# [Excerpted records]
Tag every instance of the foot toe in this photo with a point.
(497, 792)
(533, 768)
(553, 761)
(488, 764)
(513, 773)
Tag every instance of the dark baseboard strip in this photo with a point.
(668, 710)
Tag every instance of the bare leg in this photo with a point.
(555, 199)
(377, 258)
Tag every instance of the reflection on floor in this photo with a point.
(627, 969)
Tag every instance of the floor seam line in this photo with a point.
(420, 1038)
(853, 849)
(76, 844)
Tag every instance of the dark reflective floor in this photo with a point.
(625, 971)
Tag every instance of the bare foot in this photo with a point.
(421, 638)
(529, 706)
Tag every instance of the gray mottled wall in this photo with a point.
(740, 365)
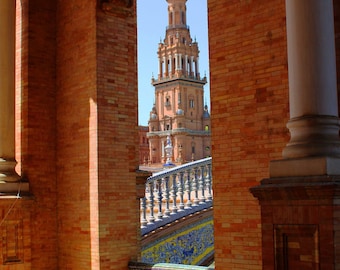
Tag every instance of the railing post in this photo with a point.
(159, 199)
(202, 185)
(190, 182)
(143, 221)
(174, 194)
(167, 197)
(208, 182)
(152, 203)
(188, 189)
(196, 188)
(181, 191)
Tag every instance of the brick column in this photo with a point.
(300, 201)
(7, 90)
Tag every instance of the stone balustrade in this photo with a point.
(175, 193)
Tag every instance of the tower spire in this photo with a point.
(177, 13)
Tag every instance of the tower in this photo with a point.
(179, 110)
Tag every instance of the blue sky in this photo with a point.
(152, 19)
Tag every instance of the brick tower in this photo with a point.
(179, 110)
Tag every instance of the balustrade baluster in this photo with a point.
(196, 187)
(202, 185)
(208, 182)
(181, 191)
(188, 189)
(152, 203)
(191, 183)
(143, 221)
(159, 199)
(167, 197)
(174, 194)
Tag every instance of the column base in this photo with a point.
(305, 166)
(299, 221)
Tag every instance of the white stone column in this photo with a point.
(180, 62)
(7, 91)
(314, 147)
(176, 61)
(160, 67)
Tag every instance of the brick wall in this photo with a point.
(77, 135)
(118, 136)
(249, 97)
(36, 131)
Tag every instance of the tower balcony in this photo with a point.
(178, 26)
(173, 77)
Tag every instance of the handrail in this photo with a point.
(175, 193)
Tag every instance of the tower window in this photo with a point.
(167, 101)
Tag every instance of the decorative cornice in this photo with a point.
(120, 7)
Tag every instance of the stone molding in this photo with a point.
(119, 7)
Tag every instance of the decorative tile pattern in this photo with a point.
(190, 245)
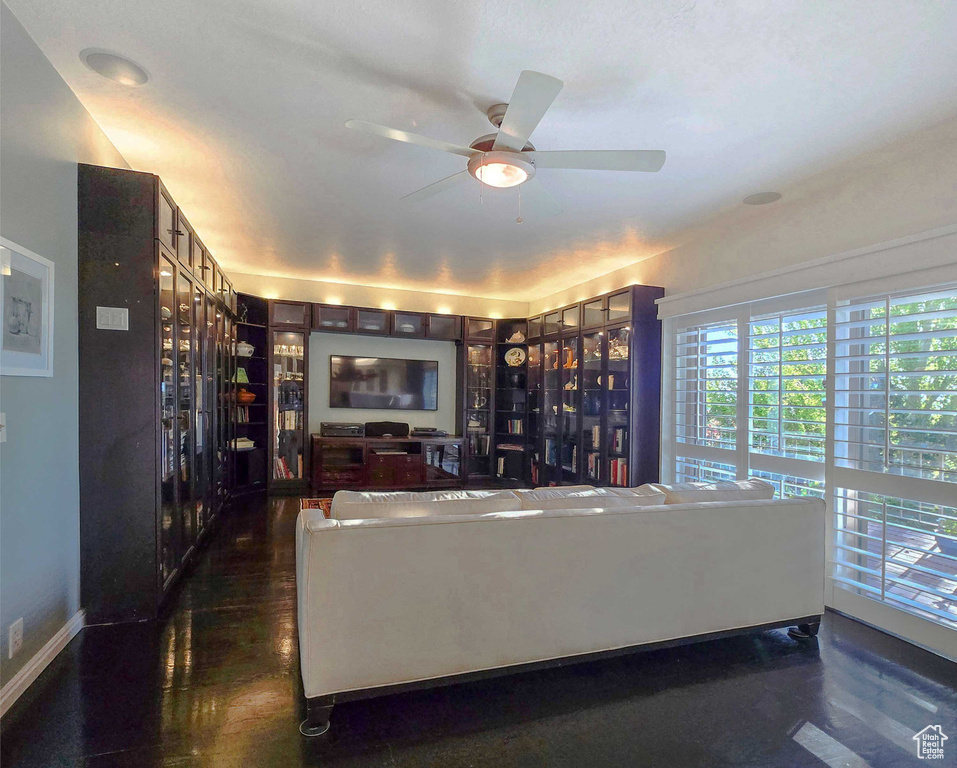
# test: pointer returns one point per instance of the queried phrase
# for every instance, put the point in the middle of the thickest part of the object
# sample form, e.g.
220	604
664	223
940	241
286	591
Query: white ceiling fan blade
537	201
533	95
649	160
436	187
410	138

# [Problem]
Please render all of the data above as a JSON list of strings, one string per line, leaving out blank lines and the pictures.

# [Result of this exercise]
[
  "Tag every instance of the foot toe in this photo with a point.",
  "(497, 792)",
  "(533, 768)",
  "(553, 761)",
  "(488, 764)",
  "(513, 773)",
  "Tag every instance of the dark baseboard strip in this photo with a point.",
  "(668, 710)",
  "Tag every instance of the bare leg in this photo with a point.",
  "(555, 199)",
  "(377, 258)",
  "Tag every instance of the reflection on floor in this photo with a point.",
  "(627, 969)",
  "Tag every instance of the floor seam line in this photo with a point.",
  "(420, 1038)",
  "(853, 849)",
  "(76, 844)",
  "Tag every instance of the dark reflective floor in this photo with a point.",
  "(625, 971)",
  "Tag every instance of the bare foot in this photo with a point.",
  "(421, 638)",
  "(529, 706)",
  "Tag every instance of the gray mottled wall in this photo with a point.",
  "(740, 365)",
  "Tag every instance of the railing post in this photo with a point.",
  "(159, 199)",
  "(202, 185)",
  "(190, 182)",
  "(143, 221)",
  "(174, 194)",
  "(167, 197)",
  "(208, 182)",
  "(152, 203)",
  "(188, 189)",
  "(196, 188)",
  "(181, 191)",
  "Tag every instance of the brick column in this photo with a point.",
  "(300, 201)",
  "(7, 90)",
  "Tag every instance of the stone balustrade in this photo with a point.",
  "(175, 193)",
  "Tag every instance of the tower spire in this photo with a point.",
  "(177, 13)",
  "Tag every instance of the tower in this photo with a point.",
  "(179, 110)",
  "Tag every instance of the blue sky in this photo with a point.",
  "(152, 19)",
  "Tag every instance of the brick tower in this photo with a point.",
  "(179, 110)",
  "Tag every instance of the balustrade baluster in this photo with a point.",
  "(196, 187)",
  "(202, 185)",
  "(208, 182)",
  "(181, 191)",
  "(188, 189)",
  "(152, 203)",
  "(191, 183)",
  "(143, 221)",
  "(159, 199)",
  "(167, 197)",
  "(174, 194)",
  "Tag every instance of the column base in this photo with a point.",
  "(305, 166)",
  "(299, 221)",
  "Tag every instance of the white stone column in this photo with a point.",
  "(180, 62)",
  "(7, 91)",
  "(314, 147)",
  "(176, 61)",
  "(160, 67)",
  "Tag every instance of the brick wall in this photo with a point.",
  "(77, 135)",
  "(118, 136)",
  "(249, 97)",
  "(36, 131)",
  "Tag every instance of the tower balcony in this photo with a point.",
  "(178, 26)",
  "(173, 77)",
  "Tag every instance of the handrail in this photo with a point.",
  "(175, 193)",
  "Tag every instance of the tower window in this photo with a point.",
  "(167, 101)",
  "Tag every instance of the decorative cornice in this photo with a point.",
  "(120, 7)",
  "Tag every instance of the stone molding in this photo with a point.",
  "(119, 7)",
  "Tag every instance of the decorative tile pattern in this photo with a point.",
  "(190, 245)",
  "# test: pointer returns one point per instance of the queried phrase",
  "# for every instance, put the point in the middle of the thickest part of the object",
  "# sample form, e.g.",
  "220\t604",
  "664\t223",
  "940\t241",
  "286\t591",
  "Query: white ceiling fan blade",
  "537\t201",
  "533\t95",
  "649\t160",
  "436\t187",
  "410\t138"
]